# [TASK TO CARRY OUT]
Your answer must match the data word for word.

══════════════════════════════

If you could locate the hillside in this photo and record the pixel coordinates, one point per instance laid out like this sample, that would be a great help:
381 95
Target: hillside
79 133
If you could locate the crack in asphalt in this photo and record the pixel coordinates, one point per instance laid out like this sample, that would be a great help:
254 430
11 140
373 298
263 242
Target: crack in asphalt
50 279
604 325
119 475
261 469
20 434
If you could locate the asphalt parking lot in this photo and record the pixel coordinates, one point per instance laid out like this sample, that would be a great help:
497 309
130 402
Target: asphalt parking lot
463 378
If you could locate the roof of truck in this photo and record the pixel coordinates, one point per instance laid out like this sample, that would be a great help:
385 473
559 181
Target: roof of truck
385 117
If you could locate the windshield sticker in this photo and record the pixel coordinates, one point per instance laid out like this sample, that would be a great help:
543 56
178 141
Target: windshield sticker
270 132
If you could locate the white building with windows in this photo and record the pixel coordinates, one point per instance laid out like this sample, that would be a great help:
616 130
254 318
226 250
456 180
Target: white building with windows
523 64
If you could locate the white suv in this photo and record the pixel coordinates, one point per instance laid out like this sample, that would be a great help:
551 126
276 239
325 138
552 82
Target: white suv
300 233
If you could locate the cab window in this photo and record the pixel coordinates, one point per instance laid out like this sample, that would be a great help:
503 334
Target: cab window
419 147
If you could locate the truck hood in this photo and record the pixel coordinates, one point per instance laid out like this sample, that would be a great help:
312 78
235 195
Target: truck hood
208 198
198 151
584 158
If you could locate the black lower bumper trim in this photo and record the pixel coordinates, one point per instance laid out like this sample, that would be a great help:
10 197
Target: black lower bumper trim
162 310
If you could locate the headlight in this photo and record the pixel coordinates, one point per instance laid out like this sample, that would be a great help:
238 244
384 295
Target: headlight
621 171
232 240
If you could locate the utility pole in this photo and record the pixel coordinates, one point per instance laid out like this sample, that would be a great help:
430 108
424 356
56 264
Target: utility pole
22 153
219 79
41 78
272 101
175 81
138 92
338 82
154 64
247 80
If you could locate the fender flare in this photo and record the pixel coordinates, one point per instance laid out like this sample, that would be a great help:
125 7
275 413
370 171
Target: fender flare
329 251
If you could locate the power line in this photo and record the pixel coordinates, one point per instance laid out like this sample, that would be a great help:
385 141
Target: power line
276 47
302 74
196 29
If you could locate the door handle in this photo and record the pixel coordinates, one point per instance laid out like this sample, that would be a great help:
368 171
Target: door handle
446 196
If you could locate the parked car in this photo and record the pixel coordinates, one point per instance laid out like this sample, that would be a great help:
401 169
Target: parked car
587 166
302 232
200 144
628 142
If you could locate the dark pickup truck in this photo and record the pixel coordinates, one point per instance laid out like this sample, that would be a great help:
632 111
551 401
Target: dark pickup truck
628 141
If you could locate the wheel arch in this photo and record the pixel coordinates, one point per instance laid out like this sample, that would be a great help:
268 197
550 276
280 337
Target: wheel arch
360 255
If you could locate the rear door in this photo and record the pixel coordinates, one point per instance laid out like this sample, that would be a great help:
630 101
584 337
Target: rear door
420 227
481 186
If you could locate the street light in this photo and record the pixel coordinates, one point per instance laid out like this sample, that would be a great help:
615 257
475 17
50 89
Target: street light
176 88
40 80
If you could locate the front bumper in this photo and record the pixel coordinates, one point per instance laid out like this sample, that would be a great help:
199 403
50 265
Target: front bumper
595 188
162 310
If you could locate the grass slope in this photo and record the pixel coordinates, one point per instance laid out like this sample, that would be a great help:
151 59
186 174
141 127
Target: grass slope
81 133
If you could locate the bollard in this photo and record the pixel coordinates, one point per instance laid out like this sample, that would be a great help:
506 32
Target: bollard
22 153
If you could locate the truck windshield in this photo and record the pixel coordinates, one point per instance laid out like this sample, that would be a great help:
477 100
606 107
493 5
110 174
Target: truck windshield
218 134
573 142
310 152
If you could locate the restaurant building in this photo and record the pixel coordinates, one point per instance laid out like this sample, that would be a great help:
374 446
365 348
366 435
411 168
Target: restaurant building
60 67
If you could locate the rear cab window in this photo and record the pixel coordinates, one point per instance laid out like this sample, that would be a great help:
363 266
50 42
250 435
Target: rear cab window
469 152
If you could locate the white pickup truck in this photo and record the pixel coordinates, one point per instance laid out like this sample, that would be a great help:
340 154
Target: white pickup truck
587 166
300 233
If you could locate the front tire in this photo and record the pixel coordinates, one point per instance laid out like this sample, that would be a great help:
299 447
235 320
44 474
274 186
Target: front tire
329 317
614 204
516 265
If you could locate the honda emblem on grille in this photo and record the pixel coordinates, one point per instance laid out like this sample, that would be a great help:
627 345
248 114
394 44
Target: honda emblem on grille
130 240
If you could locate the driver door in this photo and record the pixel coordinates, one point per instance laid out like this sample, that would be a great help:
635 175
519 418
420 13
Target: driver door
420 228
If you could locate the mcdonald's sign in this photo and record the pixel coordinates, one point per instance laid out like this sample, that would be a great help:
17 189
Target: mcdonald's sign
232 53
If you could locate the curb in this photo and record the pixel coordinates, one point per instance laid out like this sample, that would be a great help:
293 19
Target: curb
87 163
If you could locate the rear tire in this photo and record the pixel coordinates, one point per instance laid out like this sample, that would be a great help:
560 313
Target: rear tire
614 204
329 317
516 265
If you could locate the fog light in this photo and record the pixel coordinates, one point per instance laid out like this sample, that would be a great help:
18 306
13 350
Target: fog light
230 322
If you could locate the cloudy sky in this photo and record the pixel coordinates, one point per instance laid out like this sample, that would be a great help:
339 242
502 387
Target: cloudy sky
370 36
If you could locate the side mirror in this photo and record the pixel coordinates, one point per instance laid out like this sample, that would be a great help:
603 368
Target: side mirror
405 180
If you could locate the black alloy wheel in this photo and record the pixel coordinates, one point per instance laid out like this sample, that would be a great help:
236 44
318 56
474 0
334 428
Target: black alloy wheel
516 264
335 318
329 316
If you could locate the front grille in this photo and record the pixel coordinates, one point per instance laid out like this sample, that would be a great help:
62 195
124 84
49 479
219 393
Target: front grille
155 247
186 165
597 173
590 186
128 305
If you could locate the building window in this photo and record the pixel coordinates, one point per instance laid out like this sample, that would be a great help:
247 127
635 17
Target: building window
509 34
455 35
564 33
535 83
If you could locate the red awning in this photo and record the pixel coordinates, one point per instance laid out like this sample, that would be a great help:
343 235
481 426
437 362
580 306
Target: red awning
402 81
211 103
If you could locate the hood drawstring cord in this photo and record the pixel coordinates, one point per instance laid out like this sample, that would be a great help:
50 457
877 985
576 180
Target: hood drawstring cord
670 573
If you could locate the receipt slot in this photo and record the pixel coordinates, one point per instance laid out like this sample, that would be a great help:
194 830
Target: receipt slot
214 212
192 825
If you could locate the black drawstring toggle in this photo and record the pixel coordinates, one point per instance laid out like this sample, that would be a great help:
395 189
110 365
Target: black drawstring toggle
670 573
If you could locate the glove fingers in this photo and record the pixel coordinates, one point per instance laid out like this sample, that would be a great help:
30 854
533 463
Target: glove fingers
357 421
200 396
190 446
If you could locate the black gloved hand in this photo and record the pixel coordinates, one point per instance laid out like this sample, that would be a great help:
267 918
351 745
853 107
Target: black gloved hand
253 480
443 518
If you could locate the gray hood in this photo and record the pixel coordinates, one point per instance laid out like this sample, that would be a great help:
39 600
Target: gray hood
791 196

══════════════════════════════

# [SOLVED PROBLEM]
If you could locate the hillside in this photo and record the pixel coordinates, one point per instance laid out like this sample, that would be a great help:
381 95
Target: hillside
79 133
If you could locate the crack in asphalt in this photo and record the pixel coordinates, one point per instance laid out like this sample, that would be a great help:
254 430
11 140
373 298
263 242
Target: crack in asphalt
50 279
604 325
119 475
261 469
20 434
If you could locate the asphalt parking lot in this photo and record the pixel coordinates, one point per instance laid out like this sample, that would be a great help:
497 309
130 402
Target: asphalt parking lot
463 378
If you could locate the roof of truck in this photo and record the pixel coordinates, one point per instance laid out like this sample, that would be a great help:
385 473
559 181
Target: roof of truck
385 117
If you could locate the windshield sticker in this photo and record the pixel coordinates, one point per instance laid out like this sample, that would be a great help:
543 56
178 141
Target: windshield sticker
270 132
If you could locate the white building with windows in this photo and record the pixel coordinates, one point per instance laid out like this sample, that would be a great help:
616 130
254 318
226 250
456 180
Target: white building with windows
523 64
If you could locate the white suv in this photo and record the pixel coordinates, one point per instance laid out like this sample, that would be a great help:
551 126
276 239
325 138
552 82
Target: white suv
300 233
If you could locate the cab window in this photo and record the pixel coordinates, one point per instance laid out like this sample, that would be a great help:
503 334
Target: cab window
419 147
If you could locate the truck hood in this photo and record the pixel coordinates, one point per instance laid out like this sample, that would be a great help:
312 78
235 195
Target: truck hood
208 198
198 151
584 158
If you could locate the black lower bumper trim in this photo and record the pixel coordinates, one point per instance laid out like this sample, that would be a great help:
10 197
Target: black lower bumper trim
162 310
If you could locate the headlight in this photo and record the pixel coordinates, one point per instance laid out like this sample, that would be a great help:
238 244
384 295
Target: headlight
621 171
232 240
If you could locate the utility pole in this photo and record the pixel coordinates, one point per instance laid out like this sample, that would be a great help:
430 108
424 356
56 264
Target: utility pole
22 153
219 79
41 78
272 101
175 81
138 92
338 82
154 64
247 80
If you could locate the fender flare in this photo and record the pixel coordinates, one point per instance laid out like this sample, that would be a great help:
125 7
275 413
370 171
Target: fender flare
329 251
If you could locate the power line in this photo and record the pixel coordinates, one point per instance laid out like this sample, that would be a great help:
385 141
Target: power line
276 47
302 74
196 29
If you could locate the door handle in this photo and record the pixel coordinates, one point per instance laid out like this sample, that would be a great help:
368 171
Target: door handle
446 196
If you could locate the parked car in this photo and record the pixel coordinates, one point per instance laid out like this sample, that would be a great help:
401 169
Target: parked car
587 166
302 232
200 144
628 142
If you could locate the dark pickup truck in this photo and record the pixel coordinates, one point per instance laid out like this sample, that would be a great help:
632 111
551 401
Target: dark pickup truck
628 141
If you could locate the wheel arch in this photo and record the pixel coordinates, one point per instance laid out like this sample, that would be a great help:
268 197
550 276
280 337
Target: wheel arch
360 255
If you could locate the rear door in this photo and record the pixel coordinates, one point per instance laid out like this sample, that would be a great help:
630 101
584 337
Target: rear door
420 227
481 186
If you could locate the street light in this photo and record the pixel coordinates, one point per instance laid out like this sample, that would be a great help:
615 257
475 17
50 89
Target: street light
176 88
40 80
If you could locate the front bumper in this photo and record the pixel coordinates, one point per instance laid out like this sample, that would be a great help:
199 403
50 265
Target: front bumper
595 188
162 310
If you could locate the grass slope in this photo and record the pixel coordinates, one point per instance laid out like this sample, that would be a great help:
151 59
186 174
141 127
Target: grass slope
81 133
If you could locate the bollard in this photo and record the pixel coordinates, one point per instance laid out like this sample, that would be a great help:
506 32
Target: bollard
22 153
If you could locate the truck windshield in this photo and record the pixel coordinates, one point per instance laid out like this sample, that would be a great help:
477 100
606 107
493 5
110 174
Target: truck windshield
218 134
573 142
310 152
If you could locate the restaurant building in this photo and record the pixel coordinates, one point per instance laid out like this sample, that would be a great help:
374 446
365 348
366 435
411 168
Target: restaurant building
60 67
If you could locate the rear cab window in this photo and record the pixel coordinates, one point per instance laid out like this sample, that would be a great help:
363 266
50 42
250 435
Target: rear cab window
469 152
If you could locate the white pickup truck in this photo and record the pixel coordinates, one point per instance laid out like this sample, that would be a great help:
340 154
Target: white pickup truck
587 166
300 233
If you could locate the front tire in this photo and record the pixel coordinates, one point per instance laid out like this sample, that would be a great help:
299 447
235 320
44 474
274 186
Target: front tire
329 317
614 204
516 265
If you could locate the honda emblem on grille in this photo and record the pixel coordinates, one point per instance laid out like this sample, that would be a great help:
627 345
248 114
394 44
Target: honda emblem on grille
130 240
If you could locate the driver door in this photo and record the pixel coordinates, one point per instance laid out like this sample, that would be a great help:
635 175
519 418
420 13
Target: driver door
420 228
If you could locate the mcdonald's sign in this photo and record the pixel coordinates, one point per instance laid out like this sample, that would be a great help:
17 189
Target: mcdonald's sign
232 53
If you could locate the curb in this photo and record the pixel coordinates, one point per instance laid out like this sample, that would be a great help:
293 19
Target: curb
87 163
If you could locate the rear tire in this photo and record the pixel coordinates, one point per instance laid out like this sample, that would be a great help:
560 313
Target: rear tire
614 204
329 317
516 265
If you could locate the fog light in this photo and record the pixel coordinates, one point per instance laid out like this sample, that would be a great help:
18 306
13 350
Target: fog light
230 322
If you could locate the cloudy sky in this photo and record the pixel coordinates, one point per instance laid out like this sample, that would be a great help:
339 242
502 387
Target: cloudy sky
370 36
If you could locate the side mirror in this photo and record the pixel coordinates, one point per instance laid out like this sample, that would be a great help:
603 368
Target: side mirror
405 180
If you could locate the black alloy wheel in this photo and record the pixel coordinates, one point per instance laid out like this sample, that would be a great help:
236 44
318 56
474 0
334 428
Target: black alloy wheel
516 264
335 318
329 316
If you could locate the front grille in this photo and record the pixel coordinates, one point per instance laid out like this sample, that would be a great help:
62 195
124 84
49 479
219 393
Target: front grille
155 247
186 165
597 173
590 186
128 305
If you could locate the building window in this photo and record the pixel coordinates, one point per instance laid out like this sample, that would be a great help:
247 127
635 17
Target: building window
509 34
455 35
564 33
535 83
If you could locate the red awning in this photo and record the pixel coordinates, one point per instance laid out like this sample, that would be a great help:
343 235
481 426
437 362
580 306
Target: red awning
402 81
211 103
If you could locate the hood drawstring cord in this photo and record the pixel coordinates, one point per instance laid out like this sample, that would be a great help:
50 457
877 985
576 180
Target: hood drawstring cord
670 573
If you could locate the receipt slot in this photo and record the pixel coordinates, one point per instance laid out like this sample, that would be a great help:
194 830
Target: receipt slot
214 212
192 825
If you could locate the black drawstring toggle in this photo and record the pixel coordinates, one point per instance laid out like this sample, that would be a great help:
395 189
110 365
Target: black drawstring toggle
670 573
If you could locate the glove fingers in this photo and record the pixel coordinates, one point per instance laid out like this sample, that would be a great help:
30 854
533 463
Target: glove fingers
357 421
200 396
190 446
If you could locate the black gloved hand in this photo and record the pixel coordinates, one point per instance laid out like this sample, that would be a great help:
267 918
351 745
853 107
Target: black gloved hand
253 480
443 518
If you could locate the gray hood in this photo and record the pixel coordinates, one point per instance laid out like this sample, that would be a great help:
39 600
Target: gray hood
791 196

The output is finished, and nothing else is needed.